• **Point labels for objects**
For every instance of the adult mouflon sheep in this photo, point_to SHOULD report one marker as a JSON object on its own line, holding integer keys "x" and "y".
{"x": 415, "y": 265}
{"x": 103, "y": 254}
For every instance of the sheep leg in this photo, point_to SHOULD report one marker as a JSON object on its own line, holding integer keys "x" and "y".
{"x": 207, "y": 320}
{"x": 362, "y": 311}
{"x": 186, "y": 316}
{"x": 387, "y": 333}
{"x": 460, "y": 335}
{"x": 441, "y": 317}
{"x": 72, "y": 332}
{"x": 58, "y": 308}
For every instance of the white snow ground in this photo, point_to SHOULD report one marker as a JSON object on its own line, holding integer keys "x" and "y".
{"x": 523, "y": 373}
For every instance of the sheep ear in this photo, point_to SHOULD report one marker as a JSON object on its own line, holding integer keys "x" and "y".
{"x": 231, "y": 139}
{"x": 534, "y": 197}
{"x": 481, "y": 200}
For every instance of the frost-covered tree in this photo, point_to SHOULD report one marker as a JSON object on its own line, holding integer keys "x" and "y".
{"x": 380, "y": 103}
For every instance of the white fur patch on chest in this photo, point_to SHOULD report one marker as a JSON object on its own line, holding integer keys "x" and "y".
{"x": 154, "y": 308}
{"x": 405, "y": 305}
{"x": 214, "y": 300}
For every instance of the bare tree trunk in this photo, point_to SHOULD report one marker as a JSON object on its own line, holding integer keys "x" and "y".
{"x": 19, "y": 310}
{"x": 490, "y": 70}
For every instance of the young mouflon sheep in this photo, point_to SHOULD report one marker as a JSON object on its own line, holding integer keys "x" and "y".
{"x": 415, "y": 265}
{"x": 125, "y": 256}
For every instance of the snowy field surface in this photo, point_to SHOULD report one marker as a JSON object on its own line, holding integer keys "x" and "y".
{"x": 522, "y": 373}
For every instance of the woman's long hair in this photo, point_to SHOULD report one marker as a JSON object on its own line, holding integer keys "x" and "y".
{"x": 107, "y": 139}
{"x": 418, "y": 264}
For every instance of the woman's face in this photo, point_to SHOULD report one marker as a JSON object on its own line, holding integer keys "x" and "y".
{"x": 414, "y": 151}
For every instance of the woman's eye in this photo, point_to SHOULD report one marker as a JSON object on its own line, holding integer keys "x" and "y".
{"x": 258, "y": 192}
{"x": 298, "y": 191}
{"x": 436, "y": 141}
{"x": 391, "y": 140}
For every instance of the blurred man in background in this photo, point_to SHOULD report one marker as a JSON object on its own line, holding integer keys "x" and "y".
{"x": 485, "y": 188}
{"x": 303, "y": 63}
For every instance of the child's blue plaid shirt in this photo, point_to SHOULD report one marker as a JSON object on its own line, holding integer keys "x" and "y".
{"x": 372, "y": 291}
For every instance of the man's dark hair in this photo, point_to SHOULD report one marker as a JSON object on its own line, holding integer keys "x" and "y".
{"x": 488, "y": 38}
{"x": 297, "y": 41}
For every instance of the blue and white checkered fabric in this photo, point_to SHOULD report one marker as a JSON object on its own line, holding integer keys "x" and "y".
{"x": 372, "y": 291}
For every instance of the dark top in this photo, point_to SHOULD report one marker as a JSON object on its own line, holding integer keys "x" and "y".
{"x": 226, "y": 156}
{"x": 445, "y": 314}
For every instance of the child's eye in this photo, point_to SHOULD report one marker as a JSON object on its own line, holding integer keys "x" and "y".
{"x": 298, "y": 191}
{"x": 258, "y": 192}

• **TASK**
Could you recast all of the material above as a JSON list of strings, one string per line, leaving out any blank lines?

• **SOLUTION**
[
  "For every instance of the adult mouflon sheep in this photo, point_to SHOULD report one marker as a JSON object on its own line, holding integer keys \"x\" and \"y\".",
  "{\"x\": 415, \"y\": 265}",
  "{\"x\": 103, \"y\": 254}",
  "For every instance of the sheep leg in this photo, point_to SHOULD report one marker as a JSON object on its own line, holding integer keys \"x\" and \"y\".",
  "{\"x\": 207, \"y\": 320}",
  "{\"x\": 362, \"y\": 311}",
  "{\"x\": 186, \"y\": 316}",
  "{\"x\": 387, \"y\": 333}",
  "{\"x\": 460, \"y\": 335}",
  "{\"x\": 441, \"y\": 317}",
  "{\"x\": 72, \"y\": 332}",
  "{\"x\": 58, \"y\": 308}",
  "For every instance of the white snow ground in this photo, point_to SHOULD report one marker as a JSON object on its own line, holding integer keys \"x\" and \"y\".",
  "{\"x\": 523, \"y\": 373}",
  "For every instance of the sheep ear in this photo, point_to SHOULD report one marker as a JSON object on its own line, holding integer keys \"x\" and \"y\".",
  "{\"x\": 231, \"y\": 139}",
  "{\"x\": 534, \"y\": 197}",
  "{\"x\": 481, \"y\": 200}",
  "For every instance of the frost-covered tree in this photo, point_to SHOULD report one marker as a JSON object on its own line, holding integer keys \"x\" and \"y\".",
  "{\"x\": 380, \"y\": 103}",
  "For every instance of the white fur patch on chest in this photo, point_to SHOULD report one marker as a JSON object on its own line, holding integer keys \"x\" and \"y\".",
  "{\"x\": 154, \"y\": 308}",
  "{\"x\": 405, \"y\": 305}",
  "{\"x\": 214, \"y\": 300}",
  "For every instance of the bare tree trunk in this photo, point_to SHOULD report one marker as a JSON object on its own line, holding integer keys \"x\" and \"y\".",
  "{\"x\": 19, \"y\": 310}",
  "{\"x\": 490, \"y\": 70}",
  "For every instance of the young mouflon sheep in this photo, point_to SHOULD report one marker as a JSON object on its own line, holding integer keys \"x\" and \"y\".",
  "{\"x\": 415, \"y\": 265}",
  "{\"x\": 125, \"y\": 256}",
  "For every instance of the snowy field surface in this photo, point_to SHOULD report one marker as a JSON object on its own line, holding integer keys \"x\" and \"y\".",
  "{\"x\": 522, \"y\": 373}",
  "For every instance of the woman's long hair in this photo, point_to SHOULD report one marker as a JSON object on its own line, holding integer keys \"x\" and \"y\".",
  "{\"x\": 107, \"y\": 139}",
  "{\"x\": 418, \"y\": 264}",
  "For every instance of the woman's face in this photo, point_to SHOULD report one marker as a JSON object on its own line, holding integer keys \"x\" and \"y\".",
  "{\"x\": 414, \"y\": 151}",
  "For every instance of the woman's eye in this photo, point_to SHOULD report one marker as a JSON object on its own line, holding integer keys \"x\" and \"y\".",
  "{\"x\": 258, \"y\": 192}",
  "{\"x\": 298, \"y\": 191}",
  "{\"x\": 436, \"y\": 141}",
  "{\"x\": 391, \"y\": 140}",
  "For every instance of the blurred man in background in this photo, point_to SHOULD report one marker as a JSON object on its own line, holding integer keys \"x\" and \"y\".",
  "{\"x\": 485, \"y\": 188}",
  "{\"x\": 303, \"y\": 63}",
  "For every instance of the child's blue plaid shirt in this photo, point_to SHOULD report one marker as a JSON object on its own line, holding integer keys \"x\" and \"y\".",
  "{\"x\": 372, \"y\": 291}",
  "For every instance of the man's dark hair in this photo, point_to SHOULD report one marker as a JSON object on its own line, holding integer keys \"x\" and \"y\".",
  "{\"x\": 488, \"y\": 38}",
  "{\"x\": 297, \"y\": 41}",
  "For every instance of the blue and white checkered fabric in this photo, point_to SHOULD report one marker as a JSON object on its own line, holding integer keys \"x\" and \"y\".",
  "{\"x\": 372, \"y\": 291}",
  "For every instance of the dark top in this photo, point_to SHOULD report one marker as a JSON object on its own line, holding integer keys \"x\" and \"y\".",
  "{\"x\": 226, \"y\": 156}",
  "{\"x\": 445, \"y\": 314}",
  "For every instance of the child's eye in this photo, point_to SHOULD report one marker as a JSON object on its own line, holding integer keys \"x\" and \"y\".",
  "{\"x\": 298, \"y\": 191}",
  "{\"x\": 258, \"y\": 192}"
]